§ WHAT THE TASK ASKS:
Reproduce the complete listing without any deviation.

(A run of records)
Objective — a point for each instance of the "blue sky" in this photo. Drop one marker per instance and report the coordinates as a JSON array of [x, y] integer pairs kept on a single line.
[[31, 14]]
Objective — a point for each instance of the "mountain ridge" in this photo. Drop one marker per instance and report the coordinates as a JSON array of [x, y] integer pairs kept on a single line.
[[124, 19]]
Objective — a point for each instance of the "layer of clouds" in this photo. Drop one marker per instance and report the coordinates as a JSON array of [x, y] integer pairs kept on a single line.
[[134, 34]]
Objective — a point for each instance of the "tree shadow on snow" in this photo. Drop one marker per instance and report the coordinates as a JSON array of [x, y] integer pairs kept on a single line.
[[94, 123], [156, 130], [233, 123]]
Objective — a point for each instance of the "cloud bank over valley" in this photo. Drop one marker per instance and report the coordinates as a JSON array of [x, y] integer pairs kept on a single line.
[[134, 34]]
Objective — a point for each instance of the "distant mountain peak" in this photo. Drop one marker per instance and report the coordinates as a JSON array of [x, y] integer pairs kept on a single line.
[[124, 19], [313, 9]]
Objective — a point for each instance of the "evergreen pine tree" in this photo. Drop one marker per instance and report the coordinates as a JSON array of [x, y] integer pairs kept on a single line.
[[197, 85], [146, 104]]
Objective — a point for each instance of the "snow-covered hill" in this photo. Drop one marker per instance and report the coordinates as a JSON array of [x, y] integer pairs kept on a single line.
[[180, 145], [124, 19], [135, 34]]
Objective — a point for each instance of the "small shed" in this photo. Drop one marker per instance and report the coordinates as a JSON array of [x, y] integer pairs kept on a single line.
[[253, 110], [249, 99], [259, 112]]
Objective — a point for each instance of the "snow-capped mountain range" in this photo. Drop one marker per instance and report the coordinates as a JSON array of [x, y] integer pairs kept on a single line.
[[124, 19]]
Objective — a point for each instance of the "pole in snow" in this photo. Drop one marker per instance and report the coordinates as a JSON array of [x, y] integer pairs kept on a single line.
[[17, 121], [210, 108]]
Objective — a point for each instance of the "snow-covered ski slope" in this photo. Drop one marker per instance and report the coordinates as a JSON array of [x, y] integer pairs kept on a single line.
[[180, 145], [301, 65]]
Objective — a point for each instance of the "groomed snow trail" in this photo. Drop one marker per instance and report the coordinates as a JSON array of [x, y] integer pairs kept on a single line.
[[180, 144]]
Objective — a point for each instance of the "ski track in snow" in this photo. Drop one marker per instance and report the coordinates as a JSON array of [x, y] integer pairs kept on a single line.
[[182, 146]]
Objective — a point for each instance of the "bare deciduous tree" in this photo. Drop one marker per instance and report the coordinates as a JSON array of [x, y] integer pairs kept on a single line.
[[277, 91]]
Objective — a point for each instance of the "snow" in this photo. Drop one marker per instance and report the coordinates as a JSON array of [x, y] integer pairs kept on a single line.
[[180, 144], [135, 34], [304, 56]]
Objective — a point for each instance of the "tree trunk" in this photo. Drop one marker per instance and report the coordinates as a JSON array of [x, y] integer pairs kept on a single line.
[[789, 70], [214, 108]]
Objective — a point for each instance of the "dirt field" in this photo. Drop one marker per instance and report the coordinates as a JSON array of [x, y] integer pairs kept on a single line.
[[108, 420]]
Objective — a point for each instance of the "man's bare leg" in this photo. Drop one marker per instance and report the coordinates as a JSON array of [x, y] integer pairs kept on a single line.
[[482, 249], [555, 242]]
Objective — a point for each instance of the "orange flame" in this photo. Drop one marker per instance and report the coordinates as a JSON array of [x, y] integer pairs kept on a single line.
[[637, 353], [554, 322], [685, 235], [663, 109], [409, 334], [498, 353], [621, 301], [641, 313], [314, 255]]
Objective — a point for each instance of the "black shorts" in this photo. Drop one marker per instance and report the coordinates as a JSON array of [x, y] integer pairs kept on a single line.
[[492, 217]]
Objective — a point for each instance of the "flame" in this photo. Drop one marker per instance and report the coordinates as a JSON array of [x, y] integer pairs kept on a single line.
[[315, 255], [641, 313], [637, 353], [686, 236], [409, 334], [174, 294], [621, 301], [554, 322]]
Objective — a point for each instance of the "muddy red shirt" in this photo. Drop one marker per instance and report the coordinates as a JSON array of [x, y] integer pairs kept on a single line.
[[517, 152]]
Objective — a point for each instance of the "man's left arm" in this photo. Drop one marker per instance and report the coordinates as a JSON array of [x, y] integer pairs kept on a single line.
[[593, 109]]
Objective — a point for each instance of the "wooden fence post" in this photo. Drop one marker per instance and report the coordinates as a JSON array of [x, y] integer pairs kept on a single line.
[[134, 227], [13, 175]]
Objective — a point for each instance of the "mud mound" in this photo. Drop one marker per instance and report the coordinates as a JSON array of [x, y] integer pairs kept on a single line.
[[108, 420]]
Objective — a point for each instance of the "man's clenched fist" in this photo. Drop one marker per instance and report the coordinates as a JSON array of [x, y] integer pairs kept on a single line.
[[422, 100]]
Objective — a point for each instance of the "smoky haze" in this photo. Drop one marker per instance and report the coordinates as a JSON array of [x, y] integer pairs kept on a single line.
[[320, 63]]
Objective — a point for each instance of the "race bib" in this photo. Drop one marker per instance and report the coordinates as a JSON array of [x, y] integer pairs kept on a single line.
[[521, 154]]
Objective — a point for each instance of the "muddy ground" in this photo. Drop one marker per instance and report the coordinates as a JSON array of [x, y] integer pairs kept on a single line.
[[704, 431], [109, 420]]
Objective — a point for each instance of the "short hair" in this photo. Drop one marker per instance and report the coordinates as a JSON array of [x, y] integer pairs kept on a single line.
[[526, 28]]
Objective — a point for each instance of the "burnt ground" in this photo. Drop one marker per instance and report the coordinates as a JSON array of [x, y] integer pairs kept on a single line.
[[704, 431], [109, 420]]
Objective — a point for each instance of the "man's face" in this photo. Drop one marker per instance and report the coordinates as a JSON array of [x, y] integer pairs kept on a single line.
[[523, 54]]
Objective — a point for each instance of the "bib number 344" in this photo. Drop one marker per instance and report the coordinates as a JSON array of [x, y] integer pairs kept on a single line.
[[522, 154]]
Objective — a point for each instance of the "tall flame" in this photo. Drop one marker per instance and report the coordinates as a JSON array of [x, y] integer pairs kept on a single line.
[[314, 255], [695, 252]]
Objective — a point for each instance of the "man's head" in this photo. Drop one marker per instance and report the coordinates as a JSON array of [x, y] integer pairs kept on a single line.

§ ANSWER TO THIS TASK:
Objective — a point for each instance of the "blue sky" in this photo. Drop one marker per instance and report the coordinates as a JSON array of [x, y] integer pairs kept on a single line.
[[31, 14]]
Objective — a point for each instance of the "mountain ridge" in this photo. Drop one marker per instance and report the coordinates as a JSON array of [x, y] integer pairs kept on a single line.
[[124, 19]]
Objective — a point for each instance of the "layer of clouds" in this photo. Drop one marker per instance and report the coordinates as a JSON array of [x, y] integer pairs kept on a single line.
[[134, 34]]
Objective — a point for each instance of the "tree shadow on snow" in this photo. Drop one marker per instance and report the coordinates as a JSON array of [x, y] integer pairs kept on a single line.
[[94, 123], [156, 130], [233, 123]]
Objective — a point for each instance of the "cloud bank over valley" in this photo. Drop one marker per instance and report the coordinates as a JSON array of [x, y] integer pairs kept on a single line.
[[134, 34]]
Objective — a point for each instance of the "distant mountain peak" in this photo. Drop one marker per instance and report the coordinates as a JSON array of [x, y] integer pairs kept on a single line.
[[124, 19], [313, 9]]
Objective — a point for each instance of the "evergreen pine tree" in this photo. Drop one marker per instance and report the coordinates as a JSON array of [x, y] integer pairs kept on a single line.
[[197, 85], [146, 104]]
Objective — a point for each instance of the "snow-covered hill" in this photo. Drop one marker per instance and report the coordinates as a JSON array of [x, y] integer pairs kept on a single line.
[[180, 145], [124, 19], [135, 34]]
Objective — a point for each instance of the "small shed" in this photo. Drop one marker per instance and report the coordinates as a JSON array of [x, y] integer pairs kept on a single line.
[[253, 110], [249, 99], [259, 112]]
Objective — a point for each instance of the "snow-capped mountain range" in this photo. Drop one marker per instance and report the coordinates as a JSON array of [x, y] integer pairs kept on a single line.
[[124, 19]]
Objective — a point for each instance of the "pole in snow" in this photo. Drop one marker per instance and report the coordinates as a JSON array of [x, y] integer pairs kept on a single line.
[[17, 121], [210, 108]]
Objective — a point for each instance of the "snow-covered ski slope" in this photo. Drop one marker per instance and report the coordinates as a JSON array of [x, y] integer pairs kept on a single line.
[[180, 145], [301, 65]]
Objective — a point for each instance of the "groomed snow trail" in this photo. Drop one marker per instance and report the coordinates as a JSON array of [x, y] integer pairs kept on a single line.
[[180, 144]]
Objective — a point for each instance of the "ski track in snow" in this photo. Drop one marker per instance and report the coordinates as a JSON array of [x, y] integer pairs kept on a single line.
[[182, 146]]
Objective — a point for each instance of the "bare deciduous tree" in this photo. Drop one marker per instance and report the coordinates as a JSON array of [x, y] integer pairs kept on a single line.
[[277, 91]]
Objective — a point for each instance of the "snow" in this photo. Drop one marker per instance and report the coordinates as a JSON array of [x, y] integer pairs kept on a single line.
[[180, 144], [135, 34], [304, 56]]
Objective — a point for each instance of the "tree trunk" in this photo. Drop one marker per instance and report the coordinates as a JSON array of [x, y] integer pairs kept on a single line.
[[789, 70], [214, 108]]
Objective — a point for each instance of the "dirt field" in this photo. Drop one marker per instance and report the coordinates as a JSON array of [x, y] integer pairs kept on a single line.
[[108, 420]]
Objective — a point for each instance of the "man's bare leg" in this photo. Drop one marker per instance and report the coordinates as a JSON array of [x, y] integer pairs kept on a single line.
[[482, 249], [555, 242]]
Objective — a point for each instance of the "orange flame" in this photo. Drop one marker per instance and report the coordinates as a JSON array of [x, y] integer pairs kept on a single line.
[[637, 353], [554, 322], [685, 235], [663, 109], [409, 334], [498, 353], [621, 301], [641, 313], [314, 255]]
Objective — a point for each instance of the "black shorts" in this photo. Drop one marker per instance and report the coordinates as a JSON array of [x, y] integer pairs kept on a single line.
[[492, 217]]
Objective — a point for each instance of the "flame" in this photo. Drop one marker per instance and report the coordinates as a JSON array of [x, y] integer pairs kept on a single line.
[[315, 255], [641, 313], [637, 353], [686, 236], [409, 334], [174, 294], [621, 301], [554, 322]]
Objective — a point for each instance of the "muddy red shirt" in this photo. Drop one marker per instance and report the coordinates as a JSON array of [x, y] integer pairs kept on a single line.
[[517, 152]]
Objective — a point for each instance of the "man's left arm" in this photo. Drop one marker per instance and report the coordinates as a JSON array of [x, y] integer pairs kept on a single line.
[[593, 109]]
Objective — a point for each instance of the "wooden fence post" in this photo. Drop one marker per instance and report the coordinates as a JSON array of [x, y] integer pairs kept on a single line.
[[134, 227], [13, 175]]
Objective — a point for each instance of the "mud mound" in this photo. Drop one marker per instance and report the coordinates as a JSON array of [x, y] integer pairs kept on a single line.
[[108, 420]]
Objective — a point for each instance of the "man's clenched fist" in this photo. Drop one marker per instance and report the coordinates as a JSON array of [x, y] integer pairs kept on a single line.
[[422, 100]]
Objective — a point for each instance of the "smoky haze" in this photo. Drop one marker per instance and report the coordinates as a JSON array of [x, y] integer pairs kept on a single line.
[[320, 63]]
Objective — a point for each instance of the "race bib" in this photo. Drop one marker per instance and report the coordinates as a JSON array of [x, y] integer pairs kept on a single line.
[[521, 154]]
Objective — a point for each instance of the "muddy ground" in this photo. Drop one marker per instance and report the coordinates as a JSON array of [x, y] integer pairs kept on a single line.
[[704, 431], [109, 420]]
Objective — a point for each instance of the "short hair" in this photo. Drop one marker per instance and report the coordinates as a JSON array of [x, y] integer pairs kept on a single line.
[[526, 28]]
Objective — a point for each instance of the "burnt ground" in this photo. Drop one marker per instance and report the coordinates as a JSON array of [x, y] integer pairs kept on a single line.
[[704, 431], [109, 420]]
Objective — a point for each instance of the "man's face" in this photo. Drop one marker per instance and report the coordinates as a JSON array of [x, y] integer pairs kept on a single line.
[[523, 54]]
Objective — a point for each instance of the "bib number 344" in this photo. Drop one marker per instance and report the coordinates as a JSON array of [x, y] integer pairs kept on a single line.
[[522, 154]]
Objective — a point for each instance of the "tall flame" in this photo. Drop one marker per instance and report the coordinates as a JSON array of [x, y] integer pairs kept on a single line.
[[314, 255], [695, 252]]
Objective — a point for each instance of the "man's head" in this photo. Drop one marker per instance and report the coordinates as a JSON array of [x, y] integer pairs kept on a single line.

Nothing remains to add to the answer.